▶ **Directions**: Convert every line of the items below into a numbered list, omitting any blank lines.

--- Begin Supplied records ---

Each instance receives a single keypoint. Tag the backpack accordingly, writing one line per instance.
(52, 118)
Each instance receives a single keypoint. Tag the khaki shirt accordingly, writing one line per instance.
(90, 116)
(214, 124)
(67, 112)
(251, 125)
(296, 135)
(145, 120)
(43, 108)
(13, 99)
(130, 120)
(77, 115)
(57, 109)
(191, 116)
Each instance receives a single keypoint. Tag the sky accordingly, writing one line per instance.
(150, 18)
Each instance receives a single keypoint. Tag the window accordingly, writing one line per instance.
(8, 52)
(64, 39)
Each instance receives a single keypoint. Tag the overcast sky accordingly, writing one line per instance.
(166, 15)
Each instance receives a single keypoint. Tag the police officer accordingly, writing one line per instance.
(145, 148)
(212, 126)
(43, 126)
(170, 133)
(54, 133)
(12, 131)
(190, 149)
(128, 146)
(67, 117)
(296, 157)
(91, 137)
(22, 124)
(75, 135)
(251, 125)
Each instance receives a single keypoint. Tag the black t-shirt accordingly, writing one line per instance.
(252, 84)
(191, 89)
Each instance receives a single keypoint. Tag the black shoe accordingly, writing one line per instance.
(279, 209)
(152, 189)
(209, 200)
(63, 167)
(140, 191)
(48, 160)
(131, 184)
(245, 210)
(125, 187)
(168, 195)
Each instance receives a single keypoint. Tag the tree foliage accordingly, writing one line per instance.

--- End Supplied records ---

▶ **Written reply**:
1. Each instance receives a single keypoint. Tag the backpack accordingly, writing one line per instance.
2. (52, 118)
3. Each instance receives a single keypoint. Tag the khaki shirt accordingly, writing one line per instance.
4. (90, 116)
5. (214, 124)
6. (67, 112)
7. (251, 125)
8. (296, 135)
9. (145, 120)
10. (43, 108)
11. (13, 99)
12. (130, 120)
13. (77, 115)
14. (57, 109)
15. (191, 116)
16. Each instance receives a single keypoint. Tag the sky accordingly, writing one line per instance.
17. (150, 18)
18. Each instance receives a single keypoint. Tag the window accordingly, writing one line per instance.
19. (8, 52)
20. (64, 39)
21. Each instance receives a single keypoint. Tag the overcast sky accordingly, writing one line per instance.
22. (166, 15)
23. Each instance receives a single keypoint. Tag the police officer accordingly, writing one line per instance.
24. (145, 148)
25. (212, 126)
26. (43, 126)
27. (170, 133)
28. (54, 133)
29. (12, 131)
30. (190, 149)
31. (128, 146)
32. (67, 117)
33. (296, 157)
34. (91, 137)
35. (22, 124)
36. (75, 135)
37. (251, 125)
38. Each instance receives a single keypoint. Tag the black t-shirt accordingly, writing one line per instance.
39. (252, 84)
40. (191, 89)
41. Each instance receives a single keypoint. Tag the black shoe accordingly, writing one line per instance.
42. (279, 209)
43. (152, 189)
44. (209, 200)
45. (63, 167)
46. (140, 191)
47. (48, 160)
48. (131, 184)
49. (245, 210)
50. (125, 187)
51. (168, 195)
52. Each instance receives a single keypoint. Tag the tree foliage accordingly, writing one line per instance.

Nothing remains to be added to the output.